▶ _Data excerpts_
↓

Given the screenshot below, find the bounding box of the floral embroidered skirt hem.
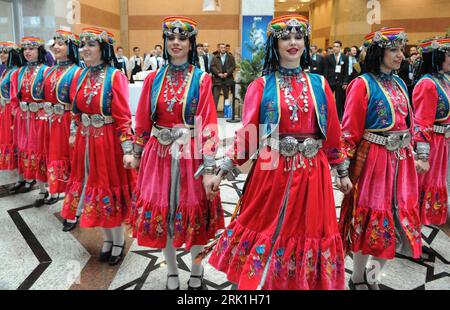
[418,134,449,226]
[0,104,17,170]
[209,221,345,290]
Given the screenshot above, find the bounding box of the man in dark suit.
[324,40,348,120]
[310,44,324,75]
[211,43,236,108]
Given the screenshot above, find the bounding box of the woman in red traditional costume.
[42,30,82,219]
[126,16,223,290]
[61,28,135,266]
[207,15,349,290]
[412,37,450,227]
[338,28,422,290]
[9,37,49,206]
[0,42,22,172]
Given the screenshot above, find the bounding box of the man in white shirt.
[144,44,164,71]
[116,46,129,79]
[128,46,144,82]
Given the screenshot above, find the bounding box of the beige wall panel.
[128,0,239,16]
[80,0,120,14]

↑

Write out exactly the lines starting with the one that holds "Given the screenshot above, find the bounding box of the beige" and running through the last line above.

▶ _Solution_
Given the screenshot above, find the bounding box of the beige wall panel.
[128,0,239,16]
[80,0,120,14]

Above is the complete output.